Your answer should be the full set of records, printed exactly as they stand.
[Opening Record excerpts section]
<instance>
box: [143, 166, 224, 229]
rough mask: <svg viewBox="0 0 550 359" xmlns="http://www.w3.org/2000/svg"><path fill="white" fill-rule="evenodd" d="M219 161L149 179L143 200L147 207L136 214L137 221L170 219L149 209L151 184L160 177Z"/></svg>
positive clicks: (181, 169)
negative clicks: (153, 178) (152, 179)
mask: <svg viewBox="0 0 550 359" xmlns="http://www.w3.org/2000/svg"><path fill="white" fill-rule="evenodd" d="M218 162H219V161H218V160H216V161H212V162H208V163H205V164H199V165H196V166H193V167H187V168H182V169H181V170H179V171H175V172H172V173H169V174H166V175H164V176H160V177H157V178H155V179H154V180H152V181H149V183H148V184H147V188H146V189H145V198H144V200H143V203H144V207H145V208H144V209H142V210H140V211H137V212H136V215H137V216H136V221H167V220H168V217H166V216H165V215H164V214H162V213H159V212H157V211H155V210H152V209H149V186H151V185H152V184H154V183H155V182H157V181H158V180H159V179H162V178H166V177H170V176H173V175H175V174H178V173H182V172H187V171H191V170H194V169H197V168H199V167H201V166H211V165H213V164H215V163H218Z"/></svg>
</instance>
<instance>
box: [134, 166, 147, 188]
[Closing Record excerpts section]
(Output for this task):
<instance>
box: [143, 166, 224, 229]
rough mask: <svg viewBox="0 0 550 359" xmlns="http://www.w3.org/2000/svg"><path fill="white" fill-rule="evenodd" d="M219 161L149 179L143 200L147 207L136 214L137 221L170 219L149 209L151 184L160 177Z"/></svg>
positive clicks: (181, 169)
negative clicks: (153, 178) (152, 179)
mask: <svg viewBox="0 0 550 359" xmlns="http://www.w3.org/2000/svg"><path fill="white" fill-rule="evenodd" d="M218 162H219V161H218V160H216V161H212V162H208V163H205V164H199V165H196V166H193V167H187V168H182V169H181V170H179V171H175V172H172V173H169V174H166V175H164V176H160V177H157V178H155V179H154V180H152V181H149V183H148V184H147V188H146V189H145V198H144V200H143V203H144V207H145V208H144V209H142V210H140V211H137V212H136V215H137V216H136V221H167V220H168V217H166V216H165V215H164V214H162V213H159V212H157V211H155V210H152V209H149V186H151V185H152V184H154V183H155V182H157V181H158V180H159V179H162V178H166V177H170V176H173V175H175V174H178V173H182V172H187V171H191V170H194V169H197V168H199V167H201V166H211V165H213V164H215V163H218Z"/></svg>
</instance>
<instance>
box: [134, 166, 147, 188]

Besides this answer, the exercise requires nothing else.